**Document segment:**
-- -- --

Extended Life Coolants/Antifreezes

Introduced back in the 1980s to save on maintenance costs and provide better protection than conventional coolants, heavy-duty extended life coolants (ELC) can last between 400,000 and 600,000 miles with the use of a one-time extender.

In theory, it would seem only a matter of time before ELCs become the standard, but sometimes what looks great on paper is not always as effective in the real world. Industry experts say while these coolants can be extremely effective and save significant money, they are not necessarily right for every fleet.


For fleets with good maintenance programs, ELC has many advantages, says Chevron direct channel marketing manager Carmen Ulabarro, but none more significant than reducing maintenance times on cooling systems.

"They don't have to add additives, they don't have to test it with test strips every three or four months, they don't have to keep supplemental coolant additives in their shops, and basically they can use one coolant for everything," she says. "Extended life coolants work better as far as heat transfer agents, because they lack some of the inhibitors that actually reduce heat transfer that are found in fully formulated coolants. An extended life coolant has no abrasives, so water pumps last longer. There's no plugging with extended life coolants; there's nothing in the coolant that would allow for plugging, you don't have to refortify them every four months or so."

One of the main problems coolants help prevent is pitting of cylinder liners, which can cause coolant to leak into the engine and shorten its life, but how that is accomplished depends on the additives used. Shell OEM Technical Manager Dan Arcy says in a conventional, or fully-formulated setup, the 50-50 glycol and water mix requires periodic additions of supplemental coolant additives (SCA) to protect the liners; generally every 15,000-25,000 miles, depending on what the technician finds.

"They're going to have to find out how much of that SCA is in there still, and top off and bring it back up to specifications," he says. "That's the big difference between them (and ELC), and that's where a lot of the reduced maintenance and reduced costs comes from--it's the ability to not have to add additional SCA."

-- -- --

**Excerpts of labeled region data:**
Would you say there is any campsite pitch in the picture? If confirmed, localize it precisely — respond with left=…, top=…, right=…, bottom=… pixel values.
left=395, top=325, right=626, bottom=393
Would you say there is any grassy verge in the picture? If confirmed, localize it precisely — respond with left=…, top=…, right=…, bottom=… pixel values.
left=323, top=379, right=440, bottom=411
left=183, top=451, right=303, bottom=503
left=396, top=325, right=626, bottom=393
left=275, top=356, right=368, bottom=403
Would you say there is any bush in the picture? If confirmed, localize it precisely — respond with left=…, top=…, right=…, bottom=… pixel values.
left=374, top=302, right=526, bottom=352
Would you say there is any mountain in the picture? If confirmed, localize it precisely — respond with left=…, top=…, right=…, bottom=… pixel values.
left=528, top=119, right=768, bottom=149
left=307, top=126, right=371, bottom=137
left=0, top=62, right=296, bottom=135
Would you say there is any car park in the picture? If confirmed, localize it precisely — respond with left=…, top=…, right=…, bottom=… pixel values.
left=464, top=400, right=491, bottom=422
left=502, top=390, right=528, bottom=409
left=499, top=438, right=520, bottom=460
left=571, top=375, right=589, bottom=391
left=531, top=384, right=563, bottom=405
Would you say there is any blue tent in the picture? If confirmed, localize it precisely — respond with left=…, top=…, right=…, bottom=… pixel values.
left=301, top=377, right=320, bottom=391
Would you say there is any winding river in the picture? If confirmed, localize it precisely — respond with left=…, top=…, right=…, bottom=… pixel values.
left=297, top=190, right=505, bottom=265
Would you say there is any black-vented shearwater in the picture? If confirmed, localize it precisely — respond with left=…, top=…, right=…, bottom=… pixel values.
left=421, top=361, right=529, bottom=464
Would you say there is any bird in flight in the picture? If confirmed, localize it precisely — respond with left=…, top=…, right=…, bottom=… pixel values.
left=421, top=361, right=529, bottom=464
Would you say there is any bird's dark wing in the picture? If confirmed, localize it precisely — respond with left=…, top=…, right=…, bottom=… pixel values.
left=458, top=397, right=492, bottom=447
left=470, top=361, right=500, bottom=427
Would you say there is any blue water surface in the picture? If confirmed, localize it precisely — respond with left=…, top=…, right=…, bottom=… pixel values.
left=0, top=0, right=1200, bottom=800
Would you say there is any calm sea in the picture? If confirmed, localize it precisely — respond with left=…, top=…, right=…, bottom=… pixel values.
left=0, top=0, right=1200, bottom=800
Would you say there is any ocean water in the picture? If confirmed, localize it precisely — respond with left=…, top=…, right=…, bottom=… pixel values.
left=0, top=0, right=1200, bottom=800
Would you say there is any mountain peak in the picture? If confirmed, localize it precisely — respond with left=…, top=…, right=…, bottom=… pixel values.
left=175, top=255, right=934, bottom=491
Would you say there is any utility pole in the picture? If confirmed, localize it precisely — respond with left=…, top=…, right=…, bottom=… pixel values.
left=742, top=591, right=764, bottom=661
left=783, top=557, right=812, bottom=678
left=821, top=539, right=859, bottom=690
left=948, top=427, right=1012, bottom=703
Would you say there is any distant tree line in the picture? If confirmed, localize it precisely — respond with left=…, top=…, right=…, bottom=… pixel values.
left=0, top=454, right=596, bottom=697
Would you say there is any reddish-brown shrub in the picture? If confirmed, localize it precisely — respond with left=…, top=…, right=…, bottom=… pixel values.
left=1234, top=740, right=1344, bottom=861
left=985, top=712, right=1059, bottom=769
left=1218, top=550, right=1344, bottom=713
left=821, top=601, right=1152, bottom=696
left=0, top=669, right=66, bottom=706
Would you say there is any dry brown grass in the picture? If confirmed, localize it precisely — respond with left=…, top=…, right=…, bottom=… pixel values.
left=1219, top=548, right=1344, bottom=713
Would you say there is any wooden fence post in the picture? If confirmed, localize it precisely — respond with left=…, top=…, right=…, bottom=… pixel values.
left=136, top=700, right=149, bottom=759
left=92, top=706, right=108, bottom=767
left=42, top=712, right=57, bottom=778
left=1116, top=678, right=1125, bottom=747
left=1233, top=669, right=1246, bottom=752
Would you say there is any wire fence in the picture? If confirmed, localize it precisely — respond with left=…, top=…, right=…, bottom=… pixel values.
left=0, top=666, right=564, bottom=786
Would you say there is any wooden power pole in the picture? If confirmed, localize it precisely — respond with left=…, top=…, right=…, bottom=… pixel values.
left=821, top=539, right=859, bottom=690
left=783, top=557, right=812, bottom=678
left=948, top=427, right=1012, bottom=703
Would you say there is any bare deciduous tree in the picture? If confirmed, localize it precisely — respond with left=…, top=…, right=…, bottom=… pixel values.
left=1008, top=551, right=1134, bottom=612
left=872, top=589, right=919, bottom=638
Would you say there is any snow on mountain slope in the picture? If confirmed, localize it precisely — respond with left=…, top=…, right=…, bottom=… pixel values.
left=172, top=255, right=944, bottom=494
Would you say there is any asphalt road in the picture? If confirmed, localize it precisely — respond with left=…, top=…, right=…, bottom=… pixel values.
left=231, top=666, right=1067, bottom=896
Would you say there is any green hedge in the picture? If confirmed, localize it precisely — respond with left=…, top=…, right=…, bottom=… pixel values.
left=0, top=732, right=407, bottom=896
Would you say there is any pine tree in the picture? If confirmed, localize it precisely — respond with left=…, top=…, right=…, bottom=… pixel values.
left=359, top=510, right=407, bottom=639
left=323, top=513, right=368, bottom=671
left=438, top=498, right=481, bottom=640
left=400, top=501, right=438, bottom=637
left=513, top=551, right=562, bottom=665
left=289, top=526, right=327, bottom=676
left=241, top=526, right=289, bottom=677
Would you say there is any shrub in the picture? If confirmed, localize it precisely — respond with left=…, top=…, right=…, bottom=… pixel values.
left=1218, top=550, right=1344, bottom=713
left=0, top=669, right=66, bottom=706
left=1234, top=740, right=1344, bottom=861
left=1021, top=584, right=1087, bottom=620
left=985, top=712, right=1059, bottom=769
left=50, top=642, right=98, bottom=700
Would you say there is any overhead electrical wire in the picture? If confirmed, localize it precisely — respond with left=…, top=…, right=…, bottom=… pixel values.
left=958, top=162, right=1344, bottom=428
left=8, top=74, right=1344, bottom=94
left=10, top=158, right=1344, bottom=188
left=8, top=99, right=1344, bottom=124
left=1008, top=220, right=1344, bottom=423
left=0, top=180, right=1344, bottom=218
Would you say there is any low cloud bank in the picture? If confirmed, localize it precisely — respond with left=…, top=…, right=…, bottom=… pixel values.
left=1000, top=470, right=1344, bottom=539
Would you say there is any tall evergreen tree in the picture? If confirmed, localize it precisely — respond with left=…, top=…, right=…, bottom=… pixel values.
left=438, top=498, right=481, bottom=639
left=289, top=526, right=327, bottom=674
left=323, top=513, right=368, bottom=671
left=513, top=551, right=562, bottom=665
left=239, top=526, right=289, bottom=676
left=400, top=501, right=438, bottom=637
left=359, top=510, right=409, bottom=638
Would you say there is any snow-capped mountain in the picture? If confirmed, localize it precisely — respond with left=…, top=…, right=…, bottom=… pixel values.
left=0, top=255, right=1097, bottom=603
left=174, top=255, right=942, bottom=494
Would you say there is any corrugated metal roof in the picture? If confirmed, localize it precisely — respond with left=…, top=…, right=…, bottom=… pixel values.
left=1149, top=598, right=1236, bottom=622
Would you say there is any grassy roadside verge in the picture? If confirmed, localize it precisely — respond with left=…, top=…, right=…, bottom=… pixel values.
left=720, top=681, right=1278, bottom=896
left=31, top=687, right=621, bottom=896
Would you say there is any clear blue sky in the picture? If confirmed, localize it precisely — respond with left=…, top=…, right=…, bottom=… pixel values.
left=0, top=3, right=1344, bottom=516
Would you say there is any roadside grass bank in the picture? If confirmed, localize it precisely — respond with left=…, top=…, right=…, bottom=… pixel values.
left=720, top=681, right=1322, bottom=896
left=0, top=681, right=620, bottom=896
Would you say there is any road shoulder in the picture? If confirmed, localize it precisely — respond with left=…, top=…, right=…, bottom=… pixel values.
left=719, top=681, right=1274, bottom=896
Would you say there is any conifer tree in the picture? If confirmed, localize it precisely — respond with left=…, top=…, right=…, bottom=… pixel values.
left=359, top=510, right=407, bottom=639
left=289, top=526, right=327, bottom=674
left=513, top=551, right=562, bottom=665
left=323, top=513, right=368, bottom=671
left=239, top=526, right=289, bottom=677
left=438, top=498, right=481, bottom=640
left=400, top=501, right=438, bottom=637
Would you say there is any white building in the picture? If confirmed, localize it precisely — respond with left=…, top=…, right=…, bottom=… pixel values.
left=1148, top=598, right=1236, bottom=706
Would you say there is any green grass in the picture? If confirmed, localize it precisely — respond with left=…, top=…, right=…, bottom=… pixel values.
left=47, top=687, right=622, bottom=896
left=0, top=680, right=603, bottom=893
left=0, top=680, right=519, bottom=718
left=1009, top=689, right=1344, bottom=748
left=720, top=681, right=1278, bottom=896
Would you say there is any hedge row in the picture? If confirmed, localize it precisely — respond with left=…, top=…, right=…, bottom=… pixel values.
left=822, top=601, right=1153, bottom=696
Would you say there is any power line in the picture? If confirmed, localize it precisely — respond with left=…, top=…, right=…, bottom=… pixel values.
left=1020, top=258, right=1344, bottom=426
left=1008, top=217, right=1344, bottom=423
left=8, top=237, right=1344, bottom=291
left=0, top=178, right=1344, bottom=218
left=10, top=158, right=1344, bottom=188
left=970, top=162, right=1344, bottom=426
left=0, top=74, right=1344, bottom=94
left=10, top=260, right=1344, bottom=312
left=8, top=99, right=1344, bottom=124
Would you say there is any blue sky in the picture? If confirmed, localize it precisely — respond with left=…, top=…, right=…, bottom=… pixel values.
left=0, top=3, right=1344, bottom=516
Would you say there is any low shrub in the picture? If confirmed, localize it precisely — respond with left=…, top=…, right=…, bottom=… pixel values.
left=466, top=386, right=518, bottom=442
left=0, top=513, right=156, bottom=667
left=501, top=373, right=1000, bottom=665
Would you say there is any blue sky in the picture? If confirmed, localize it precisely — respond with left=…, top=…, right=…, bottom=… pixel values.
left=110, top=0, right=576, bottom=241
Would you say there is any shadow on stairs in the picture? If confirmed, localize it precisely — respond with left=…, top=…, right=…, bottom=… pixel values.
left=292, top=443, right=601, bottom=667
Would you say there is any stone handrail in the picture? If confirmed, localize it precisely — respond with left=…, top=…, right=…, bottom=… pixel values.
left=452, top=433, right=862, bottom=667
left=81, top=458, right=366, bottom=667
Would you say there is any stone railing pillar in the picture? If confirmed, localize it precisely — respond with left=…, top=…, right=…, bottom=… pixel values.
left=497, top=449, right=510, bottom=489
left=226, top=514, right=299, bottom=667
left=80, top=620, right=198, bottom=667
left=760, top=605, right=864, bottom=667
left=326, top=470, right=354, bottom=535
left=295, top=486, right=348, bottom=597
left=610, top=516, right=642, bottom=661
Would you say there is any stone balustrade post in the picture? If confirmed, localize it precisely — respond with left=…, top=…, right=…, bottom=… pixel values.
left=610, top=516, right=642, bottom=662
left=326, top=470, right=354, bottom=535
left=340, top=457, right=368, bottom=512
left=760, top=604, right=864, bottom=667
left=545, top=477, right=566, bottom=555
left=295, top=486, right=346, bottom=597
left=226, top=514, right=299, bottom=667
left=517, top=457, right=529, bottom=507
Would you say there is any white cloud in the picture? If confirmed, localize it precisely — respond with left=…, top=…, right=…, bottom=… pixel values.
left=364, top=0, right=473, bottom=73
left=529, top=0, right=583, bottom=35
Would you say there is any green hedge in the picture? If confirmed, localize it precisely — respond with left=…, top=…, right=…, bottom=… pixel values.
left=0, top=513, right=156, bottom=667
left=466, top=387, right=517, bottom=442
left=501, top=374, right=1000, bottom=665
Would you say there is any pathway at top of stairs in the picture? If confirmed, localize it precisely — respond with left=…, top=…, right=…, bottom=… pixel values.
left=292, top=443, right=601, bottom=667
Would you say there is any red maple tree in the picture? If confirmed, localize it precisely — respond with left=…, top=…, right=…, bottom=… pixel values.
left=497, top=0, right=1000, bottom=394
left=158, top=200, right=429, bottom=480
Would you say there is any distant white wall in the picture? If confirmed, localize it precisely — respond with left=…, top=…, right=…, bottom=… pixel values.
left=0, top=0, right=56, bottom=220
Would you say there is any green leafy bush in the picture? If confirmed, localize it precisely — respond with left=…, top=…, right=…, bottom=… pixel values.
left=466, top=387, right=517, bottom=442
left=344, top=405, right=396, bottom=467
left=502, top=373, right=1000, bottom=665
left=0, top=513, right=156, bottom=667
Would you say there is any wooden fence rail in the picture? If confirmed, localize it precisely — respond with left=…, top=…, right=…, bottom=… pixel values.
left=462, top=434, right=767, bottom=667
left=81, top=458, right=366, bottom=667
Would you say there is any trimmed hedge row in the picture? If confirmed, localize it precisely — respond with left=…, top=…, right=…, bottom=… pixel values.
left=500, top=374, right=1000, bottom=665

-- -- --

**Work to complete:**
1 – According to the coolant article, how often does a conventional 50-50 glycol and water mix generally need supplemental coolant additives?
2 – Proceed with the coolant article from where it stops.
The data is separate material, unrelated to the coolant article.

**Results for each task:**
1 – Generally every 15,000-25,000 miles, depending on what the technician finds.

2 –
With ELC, the only time you will need to add an extender is at 300,000-miles, Arcy says, which should bring the life of the coolant up to 600,000 miles. Less maintenance is only one of the potential advantages for ELCs, though.

"We see increased water pump life, cleaner radiators, because you don't see the SCAs plating out in there," Arcy says," And you get the better heat transfer, which, with a lot of newer engines running hotter, is a benefit."


Since many fleets are switching to ELCs, they are asking OEMs like Freightliner, PACCAR, Volvo/Mack and International to factory-fill new trucks with extended life coolants, Ulabarro says. For fleets that haven't yet, she says there are plenty of good reasons to give them a try.

"When you look at how temperatures are going up, you're looking at the 2010 engines, you're looking at trying to extend oil drain intervals, you're trying to improve fuel economy, and we know the biggest factor in fuel economy is really the driver," she says. "The higher, better, more technologically advanced fluids you have in your system, the better your fuel economy is going to be. If your coolant is working effectively and transferring heat effectively, your oil will be able to last longer. If your oil doesn't thicken, it will take less energy to start up your truck. All of these things are a circle, and you've got to get everything in there working correctly.

"When you're looking at (ELC), you need to think about the benefits it can give you outside of long-term, ‘How am I going to reduce my maintenance?" Ulabarro says. "There are other things in this whole equation that really add up as a benefit for extended life coolant that you may not be able to add a dollar sign to, because it's variables--depending on the truck, how it's run--but all those little things add up, and also the reduction in maintenance that you have to do with an extended life coolant, as far as parts."

Arcy says there is a recommended procedure to follow when switching to ELC.

"Go through the testing, just like you would maintenance before you do anything," Arcy says. "Take a sample and look at it for clarity, check it for freeze point and check the nitrite level to understand the integrity of that system--you want to know if the thing only had 10 percent coolant in it, so its freeze point was barely below freezing or the nitrite level was extremely low, or there were particles and stuff in the system, you know you might have some problems down the road, because you're already starting out with a system that might have been compromised.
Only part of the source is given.